### QUOTED TEXT ###
‘If it makes you feel any better,” a network comedy-development executive told me once, “we’re having a hard time launching any comedies on our network.”
This was many years ago during a peacemaking lunch. The network where the executive worked had recently canceled a sitcom I had created, and this lunch was the traditional No hard feelings, right? bread-breaking.
There were hard feelings, to be honest. I felt that the show we did was funny and smart and just needed a little more time to find its audience. Our time slot was among the weakest on the network, our lead-in was faltering, the network didn’t promote us, and yes, I have used these excuses each time I have had a show cancelled, but in this specific instance they happened to apply. Sometimes you get canceled and think, Well, honestly, the show never caught on, and sometimes you get canceled and think, The bastards robbed me. This was one of the bastards robbed me times.
But show business back then was a more stately and collegial enterprise. There were only a handful of places to take a show—four broadcast networks, a few cable outfits, and that was that—so when the lunch invitation came, I put on happy face and headed to an outdoor table at Pinot Bistrot on the corner of Sunset and Gower and prepared to pretend that I was already thinking about the next project. When there were only seven or eight buyers in town, you had to learn to let things go.
It was going pretty well until the executive asked me why I thought sitcoms were having such trouble capturing an audience. What I should have said was something anodyne but upbeat, something like Hey, it’s all cyclical. But what I said instead was this:
“You know what’s working right now? Reality shows. That and one-hour dramas. Want to know why? Because when you shoot a drama, you have five days to shoot the whole thing. You have a table reading, and then you have to start shooting right away. There’s no time for a lot of network notes. And reality shows? It happens as it happens—there aren’t any script notes or retakes. But comedy? With comedies, you guys are on us every second. After the table reading there’s a note session, then another rewrite, then more notes, then another rewrite, then more notes, then notes after a run-through on the stage, then more notes as we’re shooting. So think about it,” I wound up. “The shows that are working the best for you are the shows where you have the least input. And what’s failing are the shows where you have the most.”
The executive looked offended. “So we’re the problem?”
“I didn’t say that,” I replied. But of course I had said exactly that. It wasn’t a fun lunch.
To be fair, excessive network interference wasn’t the only thing hurting the comedy business at the time. The category was also a victim of its own incredible success. From the 1990s to the early Aughts, television comedies were spectacularly popular with audiences—both the audience that watched the first-run shows on broadcast networks, and the more lucrative kind that watched them in reruns in the 150 television markets that blanketed the country. Comedy shows were making every network so much money, the networks couldn’t resist adding more and more to their schedules, which created an oversupply, which led to a downtick in ratings for each sitcom (the law of supply and demand applies, even in show business), and that led to frantic, panicked micromanagement of every step in the process of making a half-hour comedy television show.
A lot has changed since that awkward, career-damaging lunch. The four broadcast networks have been swamped by streaming television outfits. Advertising dollars and audiences have been spread thin across more kinds of media. It’s tempting to look at the current problems faced by studios and networks as if they’re a brand-new set of challenges. We’re looking at a totally different kind of show business is what you hear from executives and media-company CEOs, in business-section articles and quarterly earnings calls. Everything is different now.
###
CHALLENGES.
1. Copy out, unchanged, the lines of the records from the line with "Quick question about the image above: does any out-of-focus" through the line with "0 0 1100 823", including both of those lines.
2. Write the next part of the essay about the television comedy business, continuing on from its final sentence.
### MATERIAL PROVIDED ###
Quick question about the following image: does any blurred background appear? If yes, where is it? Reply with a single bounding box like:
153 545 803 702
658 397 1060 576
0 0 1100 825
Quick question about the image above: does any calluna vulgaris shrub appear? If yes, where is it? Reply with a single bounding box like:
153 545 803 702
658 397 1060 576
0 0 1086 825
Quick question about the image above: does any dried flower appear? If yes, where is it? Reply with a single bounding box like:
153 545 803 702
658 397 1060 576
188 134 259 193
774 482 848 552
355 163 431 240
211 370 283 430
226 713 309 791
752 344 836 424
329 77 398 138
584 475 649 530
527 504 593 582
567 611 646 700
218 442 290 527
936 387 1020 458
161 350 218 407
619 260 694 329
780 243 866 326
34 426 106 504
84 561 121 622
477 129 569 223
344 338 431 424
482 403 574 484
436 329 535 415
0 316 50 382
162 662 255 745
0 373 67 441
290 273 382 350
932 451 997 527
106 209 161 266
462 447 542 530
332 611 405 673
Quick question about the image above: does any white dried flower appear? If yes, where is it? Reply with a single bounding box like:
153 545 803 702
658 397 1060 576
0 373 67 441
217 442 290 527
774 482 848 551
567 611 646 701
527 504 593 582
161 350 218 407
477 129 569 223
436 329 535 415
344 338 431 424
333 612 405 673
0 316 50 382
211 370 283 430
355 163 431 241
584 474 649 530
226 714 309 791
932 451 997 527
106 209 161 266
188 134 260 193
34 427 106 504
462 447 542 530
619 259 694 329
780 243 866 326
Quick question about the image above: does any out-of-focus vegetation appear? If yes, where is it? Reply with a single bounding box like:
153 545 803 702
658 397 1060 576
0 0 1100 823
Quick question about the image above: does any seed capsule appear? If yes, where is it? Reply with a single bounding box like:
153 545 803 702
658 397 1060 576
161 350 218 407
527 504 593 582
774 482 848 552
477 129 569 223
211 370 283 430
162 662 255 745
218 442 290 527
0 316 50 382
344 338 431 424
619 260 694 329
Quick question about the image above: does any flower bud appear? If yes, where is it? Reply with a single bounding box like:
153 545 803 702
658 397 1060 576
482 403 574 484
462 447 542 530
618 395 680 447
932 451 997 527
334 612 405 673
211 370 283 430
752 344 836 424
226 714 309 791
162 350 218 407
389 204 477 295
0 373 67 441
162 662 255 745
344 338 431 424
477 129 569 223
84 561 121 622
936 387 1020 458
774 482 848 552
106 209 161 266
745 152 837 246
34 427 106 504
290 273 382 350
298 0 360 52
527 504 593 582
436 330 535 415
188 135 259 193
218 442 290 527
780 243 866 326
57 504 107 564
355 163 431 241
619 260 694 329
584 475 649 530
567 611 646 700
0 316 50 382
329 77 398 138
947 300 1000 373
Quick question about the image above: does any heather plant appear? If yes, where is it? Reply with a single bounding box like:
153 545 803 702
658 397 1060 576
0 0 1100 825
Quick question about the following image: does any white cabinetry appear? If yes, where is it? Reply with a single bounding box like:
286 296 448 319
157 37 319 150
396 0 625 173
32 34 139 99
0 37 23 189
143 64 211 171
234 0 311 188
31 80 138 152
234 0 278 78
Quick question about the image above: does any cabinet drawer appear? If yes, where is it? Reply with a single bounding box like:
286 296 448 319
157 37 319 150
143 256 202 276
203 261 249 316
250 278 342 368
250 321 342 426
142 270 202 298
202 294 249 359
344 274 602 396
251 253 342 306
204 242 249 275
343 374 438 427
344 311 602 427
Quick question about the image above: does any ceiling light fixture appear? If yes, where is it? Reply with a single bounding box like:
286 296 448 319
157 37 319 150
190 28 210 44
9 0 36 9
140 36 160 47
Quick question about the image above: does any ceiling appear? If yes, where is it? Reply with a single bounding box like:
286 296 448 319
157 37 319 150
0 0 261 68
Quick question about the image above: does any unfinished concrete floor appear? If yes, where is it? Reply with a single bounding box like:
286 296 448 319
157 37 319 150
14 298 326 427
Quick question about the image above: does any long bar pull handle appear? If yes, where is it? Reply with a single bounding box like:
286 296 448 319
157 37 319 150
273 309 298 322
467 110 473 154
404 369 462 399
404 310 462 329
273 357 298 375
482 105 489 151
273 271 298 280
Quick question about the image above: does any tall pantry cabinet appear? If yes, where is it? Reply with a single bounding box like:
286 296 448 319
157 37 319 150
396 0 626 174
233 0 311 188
###
IN RESPONSE.
1.
Quick question about the image above: does any out-of-focus vegetation appear? If yes, where is it? Reply with a single bounding box like:
153 545 803 702
658 397 1060 576
0 0 1100 823

2.
Not quite everything. Football, for instance, still packs them in. Three years ago, 72 of the top 100 shows on broadcast television were NFL games. Last year, 93 of the top 100 shows on broadcast were NFL games. The average number of viewers for Monday Night Football is nearly 16 million—and most of those games are shown on the ad-supported cable channel ESPN. Thursday Night Football appears on Amazon Prime, and even on a streaming service the sport does phenomenally. In 2023, the Thursday Night Football audience nearly doubled from its 2022 average, regularly hitting 13 million viewers for a game.
As a category, sports are usually audience powerhouses, but it’s hard to match football for sheer scale. The law of supply and demand works here, too. There are 272 games in the NFL’s regular season. Basketball and baseball have nearly 10 times that amount, which may explain why of the top 100 broadcasts in 2023, football is the only sport that makes the list.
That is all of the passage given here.